■ REQUIREMENT:
Please print every record below exactly as it appears.

■ AVAILABLE RECORDS:
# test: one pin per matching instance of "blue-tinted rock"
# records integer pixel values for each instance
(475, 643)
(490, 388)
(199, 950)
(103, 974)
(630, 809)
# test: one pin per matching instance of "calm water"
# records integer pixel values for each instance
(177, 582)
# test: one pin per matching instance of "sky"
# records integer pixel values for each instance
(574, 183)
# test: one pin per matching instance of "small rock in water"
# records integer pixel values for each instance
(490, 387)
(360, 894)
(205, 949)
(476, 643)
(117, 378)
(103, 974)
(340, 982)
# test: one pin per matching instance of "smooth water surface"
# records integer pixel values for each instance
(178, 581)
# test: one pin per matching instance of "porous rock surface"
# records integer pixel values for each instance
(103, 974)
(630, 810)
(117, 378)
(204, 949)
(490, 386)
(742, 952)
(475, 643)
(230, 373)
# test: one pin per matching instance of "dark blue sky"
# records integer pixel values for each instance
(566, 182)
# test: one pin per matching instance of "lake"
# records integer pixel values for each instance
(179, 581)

■ EXPECTED ANSWER:
# test: one pin per matching instance of "blue-tinted rock"
# records integer pixel values for each instance
(475, 643)
(490, 388)
(199, 950)
(103, 974)
(630, 809)
# test: one pin per matching instance of "calm water"
# records integer pixel values for each instance
(177, 582)
# test: one pin per matching instance of "sky"
# records integer pixel values for each instance
(574, 183)
# test: one pin per matching instance of "small rock in water"
# records integer pixel values for each instance
(490, 387)
(360, 894)
(205, 949)
(476, 643)
(117, 378)
(103, 974)
(340, 982)
# test: one pin per matching instance of "smooth water surface"
# records integer pixel values for each instance
(178, 581)
# test: one pin per matching instance of "porous rock surface"
# records integer pixel values for each instance
(103, 974)
(630, 810)
(117, 378)
(204, 949)
(490, 386)
(742, 952)
(475, 643)
(230, 373)
# test: one pin per matching instance of "dark blue sky"
# records integer pixel values for each instance
(566, 182)
# test: one pin per matching instance of "lake"
# records integer pixel values for each instance
(179, 581)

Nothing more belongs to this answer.